PASSAGE PROVIDED:
○ ○ ○ ○

The report adds that, unfortunately restructuring remains a relatively dirty word in the boardroom, and avoiding a restructuring process and the consequent negotiations is a point of pride for many. More than half (55%) of survey respondents believe management avoid intervention and back themselves to trade out of the problem. Where distress indicators are ignored and stakeholder intervention is too late, a formal restructuring process or insolvency becomes inevitable.
The rise of the chief restructuring officer (CRO)
The report points out that informal restructuring can be an all-consuming process that stretches existing management to beyond breaking point. A CRO takes the pressure off management and focuses solely on the achievement of the turnaround plan and success of the restructuring. It is therefore not surprising that 77% of survey respondents believe that the CRO role will be recognised as being of greater importance in the near future.
The CRO is responsible for leading the development of the turnaround plan, negotiating the terms of the restructuring on behalf of the company, and delivering the plan. These are time-consuming tasks that require specialist expertise.

○ ○ ○ ○

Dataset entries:

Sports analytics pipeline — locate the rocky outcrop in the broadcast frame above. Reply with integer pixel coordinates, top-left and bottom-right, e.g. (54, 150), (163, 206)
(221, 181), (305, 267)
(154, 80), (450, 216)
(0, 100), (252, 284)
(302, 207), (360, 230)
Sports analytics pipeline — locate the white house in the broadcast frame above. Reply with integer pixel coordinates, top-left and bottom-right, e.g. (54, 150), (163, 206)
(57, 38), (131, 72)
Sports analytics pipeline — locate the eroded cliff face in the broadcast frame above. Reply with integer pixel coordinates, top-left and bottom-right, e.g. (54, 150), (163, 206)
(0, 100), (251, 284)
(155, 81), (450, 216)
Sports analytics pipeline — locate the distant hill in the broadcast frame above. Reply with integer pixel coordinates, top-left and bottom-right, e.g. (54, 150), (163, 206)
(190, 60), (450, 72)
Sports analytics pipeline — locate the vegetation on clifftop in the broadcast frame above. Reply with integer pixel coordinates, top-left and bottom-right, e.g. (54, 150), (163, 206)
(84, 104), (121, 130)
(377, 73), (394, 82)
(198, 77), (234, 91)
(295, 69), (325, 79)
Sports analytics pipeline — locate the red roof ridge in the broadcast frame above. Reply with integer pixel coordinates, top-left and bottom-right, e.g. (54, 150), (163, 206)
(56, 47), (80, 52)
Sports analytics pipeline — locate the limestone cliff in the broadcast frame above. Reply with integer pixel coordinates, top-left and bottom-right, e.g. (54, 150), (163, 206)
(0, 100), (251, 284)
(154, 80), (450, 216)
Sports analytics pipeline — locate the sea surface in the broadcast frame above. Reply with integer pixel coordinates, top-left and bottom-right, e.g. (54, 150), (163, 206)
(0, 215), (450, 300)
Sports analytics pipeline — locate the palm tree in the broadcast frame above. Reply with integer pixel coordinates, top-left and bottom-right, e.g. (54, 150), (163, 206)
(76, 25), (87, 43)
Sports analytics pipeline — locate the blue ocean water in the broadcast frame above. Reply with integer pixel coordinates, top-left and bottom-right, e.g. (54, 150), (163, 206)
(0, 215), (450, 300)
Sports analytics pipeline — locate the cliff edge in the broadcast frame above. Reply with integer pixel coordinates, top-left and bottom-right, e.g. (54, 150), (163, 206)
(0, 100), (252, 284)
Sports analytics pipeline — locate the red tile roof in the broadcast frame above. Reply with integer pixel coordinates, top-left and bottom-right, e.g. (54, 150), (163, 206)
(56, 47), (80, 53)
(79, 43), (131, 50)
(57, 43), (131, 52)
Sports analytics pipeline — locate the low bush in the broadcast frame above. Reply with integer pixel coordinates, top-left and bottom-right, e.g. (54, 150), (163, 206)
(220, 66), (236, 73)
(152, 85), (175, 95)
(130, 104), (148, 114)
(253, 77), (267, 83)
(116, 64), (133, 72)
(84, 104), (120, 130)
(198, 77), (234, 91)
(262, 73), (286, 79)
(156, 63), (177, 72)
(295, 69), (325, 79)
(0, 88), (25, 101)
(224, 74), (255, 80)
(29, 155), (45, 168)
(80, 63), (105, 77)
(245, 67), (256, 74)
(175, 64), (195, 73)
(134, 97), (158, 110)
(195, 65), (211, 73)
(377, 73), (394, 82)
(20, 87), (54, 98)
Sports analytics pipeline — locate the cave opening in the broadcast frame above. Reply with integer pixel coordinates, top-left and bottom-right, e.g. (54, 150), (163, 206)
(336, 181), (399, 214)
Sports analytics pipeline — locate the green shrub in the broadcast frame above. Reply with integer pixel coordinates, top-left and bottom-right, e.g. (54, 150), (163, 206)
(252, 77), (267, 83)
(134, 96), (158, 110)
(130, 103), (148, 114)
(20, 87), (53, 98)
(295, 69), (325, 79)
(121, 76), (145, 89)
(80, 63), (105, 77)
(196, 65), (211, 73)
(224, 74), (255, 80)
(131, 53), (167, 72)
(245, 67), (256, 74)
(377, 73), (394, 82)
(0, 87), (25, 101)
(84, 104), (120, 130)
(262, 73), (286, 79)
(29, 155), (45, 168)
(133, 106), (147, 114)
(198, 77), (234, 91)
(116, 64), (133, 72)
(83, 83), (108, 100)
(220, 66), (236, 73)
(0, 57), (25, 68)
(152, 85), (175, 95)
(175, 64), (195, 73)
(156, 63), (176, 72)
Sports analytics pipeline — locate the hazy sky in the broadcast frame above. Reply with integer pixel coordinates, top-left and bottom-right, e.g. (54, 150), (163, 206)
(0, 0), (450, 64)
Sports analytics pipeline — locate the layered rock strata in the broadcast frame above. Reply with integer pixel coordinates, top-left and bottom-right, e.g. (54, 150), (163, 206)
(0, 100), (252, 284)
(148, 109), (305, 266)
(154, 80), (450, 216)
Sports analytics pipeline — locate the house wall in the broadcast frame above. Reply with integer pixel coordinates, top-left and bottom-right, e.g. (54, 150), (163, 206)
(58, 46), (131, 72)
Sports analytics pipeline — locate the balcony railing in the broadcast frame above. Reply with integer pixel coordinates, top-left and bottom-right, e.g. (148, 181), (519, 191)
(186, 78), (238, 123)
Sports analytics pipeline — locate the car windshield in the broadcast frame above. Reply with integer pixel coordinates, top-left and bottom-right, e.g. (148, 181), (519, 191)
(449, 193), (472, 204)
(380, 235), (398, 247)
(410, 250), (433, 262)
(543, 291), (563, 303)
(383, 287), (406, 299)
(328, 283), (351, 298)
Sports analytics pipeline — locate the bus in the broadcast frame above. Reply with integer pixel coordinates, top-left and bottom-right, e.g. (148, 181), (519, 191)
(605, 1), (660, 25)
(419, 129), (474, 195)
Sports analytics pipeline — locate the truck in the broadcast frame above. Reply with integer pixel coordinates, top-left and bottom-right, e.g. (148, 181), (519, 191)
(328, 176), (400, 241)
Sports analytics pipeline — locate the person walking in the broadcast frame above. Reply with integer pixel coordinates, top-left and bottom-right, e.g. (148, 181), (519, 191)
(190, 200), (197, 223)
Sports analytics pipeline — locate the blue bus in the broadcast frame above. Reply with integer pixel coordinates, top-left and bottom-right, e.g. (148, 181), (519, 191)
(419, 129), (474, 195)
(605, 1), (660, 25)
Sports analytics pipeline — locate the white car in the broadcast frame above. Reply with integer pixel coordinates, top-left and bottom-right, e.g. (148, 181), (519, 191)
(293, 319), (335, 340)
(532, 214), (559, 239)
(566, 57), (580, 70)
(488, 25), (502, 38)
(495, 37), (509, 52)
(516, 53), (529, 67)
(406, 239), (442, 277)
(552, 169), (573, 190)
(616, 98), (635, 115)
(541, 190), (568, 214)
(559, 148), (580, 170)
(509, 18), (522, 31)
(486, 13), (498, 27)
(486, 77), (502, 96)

○ ○ ○ ○

QUESTIONS ON THE MATERIAL:
1. In the passage on corporate restructuring, what share of survey respondents expect the CRO role to be recognized as more important in the near future?
2. Write the next part of the passage on corporate restructuring, starting after its final sentence.

RESPONSE LIST:
1. 77% of survey respondents.

2.
The report adds that, however, in the South African context, the appointment of CROs is infrequent and unconventional despite favourable feedback where they have been deployed. This could be due to a combination of factors, including resistance from management, the lack of suitable candidates, and the lack of awareness of the value a CRO could bring to the process.
It is unusual to appoint a CRO: 72% of respondents have dealt with only 15% or fewer cases where a CRO was appointed. Even though this is the case, 68% of respondents believe that appointing a CRO is more cost-effective than a BR process. This further supports the notion that the significance of a CRO could soon be recognised. This needs to be seen in the context of the need for intervention at the first signs of operational and financial distress, as well as the preference for informal restructuring among stakeholders.
The report points out that, not only is the CRO appointment seen as more cost-effective, survey respondents also reported a 51% satisfaction with the performance of the CRO, which compares to 35% for business rescue practitioners (BRPs). For CROs to be effective in a restructuring or turnaround process, they should be brought in to assist prior to the preparation of a turnaround plan.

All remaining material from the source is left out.